What the task asks: Read the listing below. Then repeat it exactly.

Extracted entries:

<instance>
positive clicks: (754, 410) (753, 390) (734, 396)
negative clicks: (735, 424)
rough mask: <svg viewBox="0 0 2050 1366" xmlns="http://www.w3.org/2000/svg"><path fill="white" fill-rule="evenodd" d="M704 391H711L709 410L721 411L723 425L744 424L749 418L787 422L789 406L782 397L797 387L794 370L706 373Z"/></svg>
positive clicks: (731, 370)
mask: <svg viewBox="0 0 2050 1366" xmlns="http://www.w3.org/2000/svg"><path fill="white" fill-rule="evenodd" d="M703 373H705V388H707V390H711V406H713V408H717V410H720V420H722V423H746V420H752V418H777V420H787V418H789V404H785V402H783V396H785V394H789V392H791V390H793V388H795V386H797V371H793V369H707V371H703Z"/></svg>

Finished task:
<instance>
positive clicks: (754, 410) (753, 390) (734, 396)
negative clicks: (735, 424)
rough mask: <svg viewBox="0 0 2050 1366" xmlns="http://www.w3.org/2000/svg"><path fill="white" fill-rule="evenodd" d="M704 391H711L709 410L721 411L723 425L744 424L749 418L787 422L789 406L782 397L797 387L794 370L706 373Z"/></svg>
positive clicks: (731, 370)
mask: <svg viewBox="0 0 2050 1366" xmlns="http://www.w3.org/2000/svg"><path fill="white" fill-rule="evenodd" d="M703 373H705V388H707V390H711V406H713V408H717V410H720V420H722V423H746V420H752V418H777V420H787V418H789V404H785V402H783V396H785V394H789V392H791V390H793V388H795V386H797V371H793V369H707V371H703Z"/></svg>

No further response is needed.